С 1939 года наше безоблачное и размеренное существование
стало омрачаться тревогами. Первого сентября началась
война, которой суждено было стать Второй мировой войной
и одной из страшнейших исторических катастроф для еврейства.
Еще несколькими годами раньше появились в Риге еврейские
эмигранты из Германии. Они стучались в двери еврейских
домов и, перепуганные и усталые, просили о помощи на
картавом немецком языке. Они привносили в атмосферу
самодовольства и уюта местного еврейства смутную тревогу
и настойчивое предостережение и потому вызывали не столько
сострадание, сколько недоверие и раздражение.
Жизнь еврейского среднего сословия нисколько не изменилась.
Каждый был занят заботами своего «дела» или службы.
По вечерам сидели в кафе или собирались в дружеской
компании у кого-либо дома и играли в карты.
Но и тогда, когда заполыхала Польша, для нас война
психологически все еще была далеко. Я помню, что в день
объявления войны мы были на ферме. Халуцим были возбуждены
и веселы. С вилами и лопатами на плечах они долго и
увлеченно изображали какую-то военную пантомиму.
Начались бесконечные обсуждения и споры о будущем Прибалтики.
Гадали главным образом о том, кто оккупирует Латвию
— русские или немцы.
Те, у кого было какое-то имущество и кто помнил немецкую
оккупацию по Первой мировой войне, предпочитали (как,
например, мой дед) немцев. Другие жаждали прихода русских,
в частности, назло латвийскому правительству, которое
становилось все более прогерманским и антисемитским.
Мой отец считался почему-то левым, хотя, вероятно,
он был совершенно аполитичен. Однако рассказы о расцвете
наук и широких возможностях, предоставляемых евреям
в Советской России, несомненно, делали эту страну привлекательной
для него, несмотря даже на то, что два его брата в Москве
были в 1937 году отправлены в концентрационные лагеря
по обвинению в «измене Родине». Хотя он прекрасно знал
немецкий, русский язык и культура были ему ближе. В
результате, он, по-видимому, предпочитал приход русских.
В одну из июньских ночей 1940 года русские войска заняли
Прибалтику. Танки шли с открытыми люками, и на броне
сидели солдаты в пилотках или остроконечных «буденновских»

*ВЫПОЛНИТЕ ЗАДАНИЯ:*
A: Воспроизведите без изменений фрагмент отрывка о жизни рижских евреев в 1939–1940 годах от слов «Каждый был занят» до слов «русские или немцы.».
B: Продолжите отрывок о жизни рижских евреев в 1939–1940 годах с того места, где он заканчивается.
Записи представляют собой отдельный материал.

*ЗАПИСИ ДАННЫХ:*

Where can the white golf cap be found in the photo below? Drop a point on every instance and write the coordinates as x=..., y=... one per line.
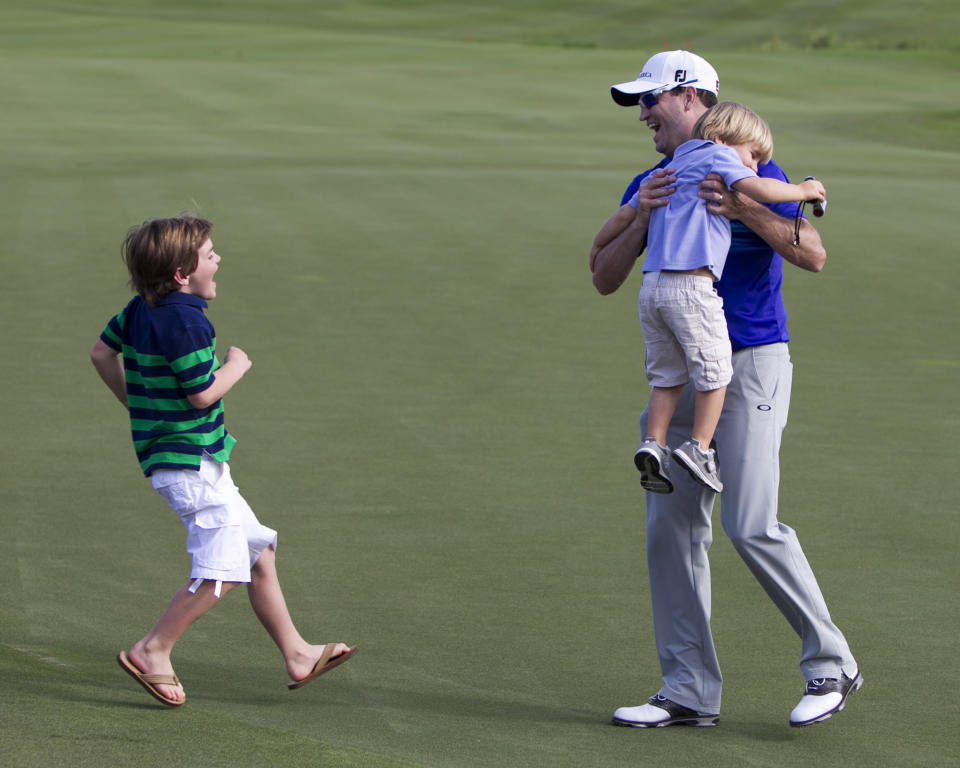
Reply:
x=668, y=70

--

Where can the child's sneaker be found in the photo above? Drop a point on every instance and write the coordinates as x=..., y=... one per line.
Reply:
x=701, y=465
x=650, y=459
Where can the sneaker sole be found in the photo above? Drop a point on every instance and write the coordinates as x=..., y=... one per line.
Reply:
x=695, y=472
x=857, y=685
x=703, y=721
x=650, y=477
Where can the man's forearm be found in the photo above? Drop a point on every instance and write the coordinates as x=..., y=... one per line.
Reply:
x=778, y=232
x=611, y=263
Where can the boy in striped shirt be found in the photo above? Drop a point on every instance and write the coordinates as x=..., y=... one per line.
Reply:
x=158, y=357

---

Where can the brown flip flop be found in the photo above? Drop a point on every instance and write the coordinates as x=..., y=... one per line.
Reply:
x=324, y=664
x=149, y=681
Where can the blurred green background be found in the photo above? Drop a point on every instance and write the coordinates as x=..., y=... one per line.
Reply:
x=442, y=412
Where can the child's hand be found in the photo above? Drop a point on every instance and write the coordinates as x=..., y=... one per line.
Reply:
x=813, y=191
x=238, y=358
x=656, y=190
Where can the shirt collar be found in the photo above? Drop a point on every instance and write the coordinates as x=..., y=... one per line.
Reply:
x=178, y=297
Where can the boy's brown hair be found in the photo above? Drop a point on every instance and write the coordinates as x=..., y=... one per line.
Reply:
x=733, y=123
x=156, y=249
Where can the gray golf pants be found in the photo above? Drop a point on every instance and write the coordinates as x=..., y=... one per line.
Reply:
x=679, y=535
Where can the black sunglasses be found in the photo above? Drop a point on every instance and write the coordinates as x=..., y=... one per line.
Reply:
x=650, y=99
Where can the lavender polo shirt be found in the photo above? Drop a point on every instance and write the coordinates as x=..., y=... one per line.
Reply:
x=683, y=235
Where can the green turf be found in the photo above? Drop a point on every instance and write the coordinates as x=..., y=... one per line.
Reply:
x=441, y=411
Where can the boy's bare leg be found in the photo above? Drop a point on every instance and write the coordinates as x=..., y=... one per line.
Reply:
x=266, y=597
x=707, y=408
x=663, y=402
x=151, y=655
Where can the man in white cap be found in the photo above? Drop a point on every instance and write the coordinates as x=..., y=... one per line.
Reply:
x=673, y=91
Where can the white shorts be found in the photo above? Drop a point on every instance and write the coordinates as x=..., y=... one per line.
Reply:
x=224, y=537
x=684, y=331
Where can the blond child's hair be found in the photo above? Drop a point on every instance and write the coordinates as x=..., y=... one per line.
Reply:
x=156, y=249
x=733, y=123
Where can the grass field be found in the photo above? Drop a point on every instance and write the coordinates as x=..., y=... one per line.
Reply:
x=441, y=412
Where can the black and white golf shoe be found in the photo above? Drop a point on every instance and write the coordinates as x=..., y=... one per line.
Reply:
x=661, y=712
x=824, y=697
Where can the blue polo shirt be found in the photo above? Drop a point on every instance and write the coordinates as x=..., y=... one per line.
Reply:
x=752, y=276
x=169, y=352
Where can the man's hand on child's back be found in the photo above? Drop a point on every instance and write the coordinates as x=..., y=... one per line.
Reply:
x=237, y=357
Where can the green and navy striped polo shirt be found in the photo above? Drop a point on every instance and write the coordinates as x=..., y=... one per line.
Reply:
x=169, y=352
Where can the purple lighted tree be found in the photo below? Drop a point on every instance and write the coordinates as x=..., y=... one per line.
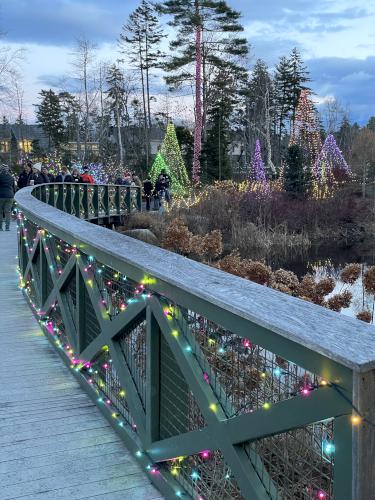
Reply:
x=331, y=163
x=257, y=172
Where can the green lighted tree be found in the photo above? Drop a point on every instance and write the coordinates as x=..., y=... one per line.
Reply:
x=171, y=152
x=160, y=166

*ОТВЕТЫ НА ЗАДАНИЯ:*
A:
Каждый был занят заботами своего «дела» или службы.
По вечерам сидели в кафе или собирались в дружеской
компании у кого-либо дома и играли в карты.
Но и тогда, когда заполыхала Польша, для нас война
психологически все еще была далеко. Я помню, что в день
объявления войны мы были на ферме. Халуцим были возбуждены
и веселы. С вилами и лопатами на плечах они долго и
увлеченно изображали какую-то военную пантомиму.
Начались бесконечные обсуждения и споры о будущем Прибалтики.
Гадали главным образом о том, кто оккупирует Латвию
— русские или немцы.

B:
шлемах. Толпы людей с цветами и красными флагами встречали
Красную Армию.
Если не большинство, то большую часть встречавших составляли
евреи. Латыши смотрели на этих евреев с удвоенной ненавистью.
Президент Латвии Ульманис обратился по радио к народу,
уверяя, что он остается на посту, и призывая к спокойствию.
Это было последним в его жизни выступлением.
Поначалу почти ничего не изменилось. В город нахлынули
советские армейские командиры, привезшие также свои
семьи. Командирские жены бешено атаковали магазины,
которые все еще были полны товаров. Вскоре, однако,
появились очереди за продуктами — явление, совершенно
нам незнакомое и потому вызывавшее скорее удивление,
нежели раздражение.
Начались и более основательные изменения. Ферма, на
которой работал отец, была преобразована из подготовительного
киббуца в обычную сельскохозяйственную школу для местного
населения. Отец, однако, остался в прежней должности.
Школа, где мы, дети, учились, тоже, конечно, была превращена
из ивритской гимназии в русскую среднюю школу, хотя
ученики и даже часть учителей остались прежними.
Новые порядки, лозунги, песни пришлись нам, детям,
очень по вкусу.
Я стал октябренком, сестра — пионеркой, брат — комсомольцем.
Мы возбужденно распевали «Широка страна моя родная»,
«Утро красит нежным светом стены древнего Кремля», «Все
выше, и выше, и выше...» и другие песни. Несколько позже
и я стал пионером и торжественно присягнул, что «буду
честно и неуклонно бороться за дело Ленина-Сталина и
за победу коммунизма во всем мире».
Появились новые популярные книги о происхождении мира,
об эволюционной теории, научно-фантастические романы
о межпланетных полетах, о сверхразумных существах на
Луне и на Марсе.
Теория Дарвина настолько овладела моим воображением,
что я с помощью отца подготовил двухчасовой доклад и
начал надоедать учительнице, чтобы она позволила мне
выступить с этим докладом перед соучениками. Я мечтал
положить тем самым начало кружку юных дарвинистов или,
в крайнем случае, юных мичуринцев. Учительница долго
колебалась — ведь мне было тогда девять лет, и учился
я во втором классе. Я был так назойлив, что, в конце
концов, она сдалась. Весь класс оставили после уроков,
и я приступил. Разочарование мое было очень глубоким,
когда после первой четверти часа выяснилось, что большинство
слушателей либо дремлет либо мастерит бумажные самолетики,
либо упорно и сосредоточенно ковыряет в носах. После
получаса положение стало и вовсе критическим, — учительница
вмешалась, и я, безжалостно исковеркав и скомкав так
тщательно подготовленный доклад, закончил чтение в три
четверти часа. Вопросов тоже, увы, не было, если не
считать нескольких, заданных терпеливой и всегда очень
ласковой ко мне учительницей.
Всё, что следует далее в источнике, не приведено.